** START Article **

Here, we report new HD 167971 X- (3.5 cm; 8.4 GHz) and C-band (6.0 cm; 5 GHz) observations with the Very Long Baseline Array (VLBA) obtained in 2016, complemented with archival VLBA data at the same frequencies from 2006. Section 2 presents our observations and data reduction. In Sect. 3 the analysis of the radio emission and our results are presented. Subsequently, in Sect. 4 we present the conclusions of our work.

2. Observations and data reduction

We performed VLBA observations of HD 167971 on August 13, 2016, at C-band and on August 14, 2016 at X-band. We used a sustained data-recording rate of 2 Gbit s−1 in two-bit sampling. Each frequency band was split into eight intermediate frequencies (IFs) of 32 MHz bandwidth each, for a total synthesized bandwidth of 256 MHz. Each IF was in turn split into 32 channels of 1.0 MHz bandwidth. The data were corrected for Earth-orientation and ionospheric effects. The source J1751+0939 was used as bandpass calibrator and, the observations were phase-referenced to the source J1818–1108. Since this phase calibrator is not compact, all the fringe-fitting solutions were corrected from its structure.

** END Article **
** START Dataset records **

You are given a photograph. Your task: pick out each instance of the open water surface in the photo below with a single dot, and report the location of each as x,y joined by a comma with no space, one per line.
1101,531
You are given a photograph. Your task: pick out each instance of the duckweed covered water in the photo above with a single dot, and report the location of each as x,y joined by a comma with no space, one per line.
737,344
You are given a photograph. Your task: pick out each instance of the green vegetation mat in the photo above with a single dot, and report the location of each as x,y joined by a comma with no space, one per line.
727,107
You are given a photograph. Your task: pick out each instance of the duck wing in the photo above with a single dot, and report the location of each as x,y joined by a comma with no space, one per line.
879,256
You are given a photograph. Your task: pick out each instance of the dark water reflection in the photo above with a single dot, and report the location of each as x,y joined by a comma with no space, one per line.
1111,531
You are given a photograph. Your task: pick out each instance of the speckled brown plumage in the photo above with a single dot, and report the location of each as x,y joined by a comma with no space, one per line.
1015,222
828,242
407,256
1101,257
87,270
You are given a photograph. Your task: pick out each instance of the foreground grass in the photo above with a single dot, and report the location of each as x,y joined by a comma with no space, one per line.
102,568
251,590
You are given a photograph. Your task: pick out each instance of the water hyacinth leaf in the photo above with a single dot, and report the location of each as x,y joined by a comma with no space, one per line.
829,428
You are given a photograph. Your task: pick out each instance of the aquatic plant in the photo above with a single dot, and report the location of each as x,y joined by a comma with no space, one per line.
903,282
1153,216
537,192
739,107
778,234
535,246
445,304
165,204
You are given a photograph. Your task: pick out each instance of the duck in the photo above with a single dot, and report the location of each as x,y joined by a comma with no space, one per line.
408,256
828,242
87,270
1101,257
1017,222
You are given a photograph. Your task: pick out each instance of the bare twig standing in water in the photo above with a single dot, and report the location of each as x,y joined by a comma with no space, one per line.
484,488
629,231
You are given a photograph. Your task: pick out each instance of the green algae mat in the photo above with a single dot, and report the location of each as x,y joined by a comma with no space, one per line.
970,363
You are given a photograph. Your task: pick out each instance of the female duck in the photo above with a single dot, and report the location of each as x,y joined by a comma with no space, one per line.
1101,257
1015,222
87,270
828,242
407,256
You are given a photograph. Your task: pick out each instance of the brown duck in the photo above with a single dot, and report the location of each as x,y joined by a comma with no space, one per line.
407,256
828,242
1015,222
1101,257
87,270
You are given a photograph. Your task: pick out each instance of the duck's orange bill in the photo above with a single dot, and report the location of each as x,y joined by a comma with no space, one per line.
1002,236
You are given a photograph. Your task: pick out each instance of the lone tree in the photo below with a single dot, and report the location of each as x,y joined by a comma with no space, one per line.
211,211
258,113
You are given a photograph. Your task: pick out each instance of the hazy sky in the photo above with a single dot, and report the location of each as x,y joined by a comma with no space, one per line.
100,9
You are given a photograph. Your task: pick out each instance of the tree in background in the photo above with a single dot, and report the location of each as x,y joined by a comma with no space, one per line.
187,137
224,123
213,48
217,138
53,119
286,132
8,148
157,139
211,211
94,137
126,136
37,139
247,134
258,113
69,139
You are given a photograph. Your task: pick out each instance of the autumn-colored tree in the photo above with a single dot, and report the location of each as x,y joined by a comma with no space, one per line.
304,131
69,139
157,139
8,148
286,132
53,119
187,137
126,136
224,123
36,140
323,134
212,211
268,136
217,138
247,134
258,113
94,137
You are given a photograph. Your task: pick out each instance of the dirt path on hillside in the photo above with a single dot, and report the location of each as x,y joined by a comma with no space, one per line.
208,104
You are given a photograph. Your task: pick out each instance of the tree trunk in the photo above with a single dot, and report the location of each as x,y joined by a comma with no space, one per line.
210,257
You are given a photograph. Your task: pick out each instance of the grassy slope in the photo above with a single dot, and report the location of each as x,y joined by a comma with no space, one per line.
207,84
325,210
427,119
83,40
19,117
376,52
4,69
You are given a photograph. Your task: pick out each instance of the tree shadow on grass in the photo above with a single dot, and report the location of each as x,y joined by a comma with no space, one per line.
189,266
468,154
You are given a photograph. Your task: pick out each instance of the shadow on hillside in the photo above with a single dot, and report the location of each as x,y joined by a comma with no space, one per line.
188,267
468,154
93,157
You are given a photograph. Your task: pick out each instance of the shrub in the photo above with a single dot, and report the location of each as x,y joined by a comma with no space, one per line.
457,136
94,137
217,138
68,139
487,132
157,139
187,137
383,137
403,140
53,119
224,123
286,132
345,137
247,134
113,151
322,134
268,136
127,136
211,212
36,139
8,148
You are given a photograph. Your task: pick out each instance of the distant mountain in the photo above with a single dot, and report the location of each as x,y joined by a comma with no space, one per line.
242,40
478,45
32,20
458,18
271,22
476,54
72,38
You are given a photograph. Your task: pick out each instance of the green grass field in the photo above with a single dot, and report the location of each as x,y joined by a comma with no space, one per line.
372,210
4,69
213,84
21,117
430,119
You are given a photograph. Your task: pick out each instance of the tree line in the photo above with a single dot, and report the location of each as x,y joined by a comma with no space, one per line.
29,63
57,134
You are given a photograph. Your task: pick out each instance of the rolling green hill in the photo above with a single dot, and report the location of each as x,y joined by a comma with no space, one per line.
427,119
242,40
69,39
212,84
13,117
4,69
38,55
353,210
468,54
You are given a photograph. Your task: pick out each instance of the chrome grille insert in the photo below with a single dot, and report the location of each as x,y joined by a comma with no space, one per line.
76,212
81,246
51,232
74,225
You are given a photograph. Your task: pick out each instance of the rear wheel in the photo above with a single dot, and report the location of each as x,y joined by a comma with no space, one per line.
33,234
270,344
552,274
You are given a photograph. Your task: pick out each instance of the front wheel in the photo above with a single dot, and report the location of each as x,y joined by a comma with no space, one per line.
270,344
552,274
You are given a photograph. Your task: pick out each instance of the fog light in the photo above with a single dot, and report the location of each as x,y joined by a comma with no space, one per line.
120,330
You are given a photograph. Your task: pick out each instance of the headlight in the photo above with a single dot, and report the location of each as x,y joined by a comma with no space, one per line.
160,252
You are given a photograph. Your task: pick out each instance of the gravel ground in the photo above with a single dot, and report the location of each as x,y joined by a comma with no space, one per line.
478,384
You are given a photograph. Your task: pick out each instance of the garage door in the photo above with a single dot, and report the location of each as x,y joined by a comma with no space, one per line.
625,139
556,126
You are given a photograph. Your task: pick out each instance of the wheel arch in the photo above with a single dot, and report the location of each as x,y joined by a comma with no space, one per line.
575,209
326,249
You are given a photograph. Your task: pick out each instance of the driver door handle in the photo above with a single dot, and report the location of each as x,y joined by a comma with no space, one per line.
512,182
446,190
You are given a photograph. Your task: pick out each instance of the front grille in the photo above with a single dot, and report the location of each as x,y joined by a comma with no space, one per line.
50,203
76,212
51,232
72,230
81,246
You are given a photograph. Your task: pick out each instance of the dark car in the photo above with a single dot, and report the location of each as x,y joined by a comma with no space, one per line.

** END Dataset records **

> The tasks
(1) In the radio observations text, please give the passage between "We performed VLBA" and "from its structure.", inclusive, swapping "bandpass" for "amplitude".
(2) List every astronomical source that the radio observations text names.

> Solutions to each task
(1)
We performed VLBA observations of HD 167971 on August 13, 2016, at C-band and on August 14, 2016 at X-band. We used a sustained data-recording rate of 2 Gbit s−1 in two-bit sampling. Each frequency band was split into eight intermediate frequencies (IFs) of 32 MHz bandwidth each, for a total synthesized bandwidth of 256 MHz. Each IF was in turn split into 32 channels of 1.0 MHz bandwidth. The data were corrected for Earth-orientation and ionospheric effects. The source J1751+0939 was used as amplitude calibrator and, the observations were phase-referenced to the source J1818–1108. Since this phase calibrator is not compact, all the fringe-fitting solutions were corrected from its structure.

(2)
HD 167971
J1751+0939
J1818–1108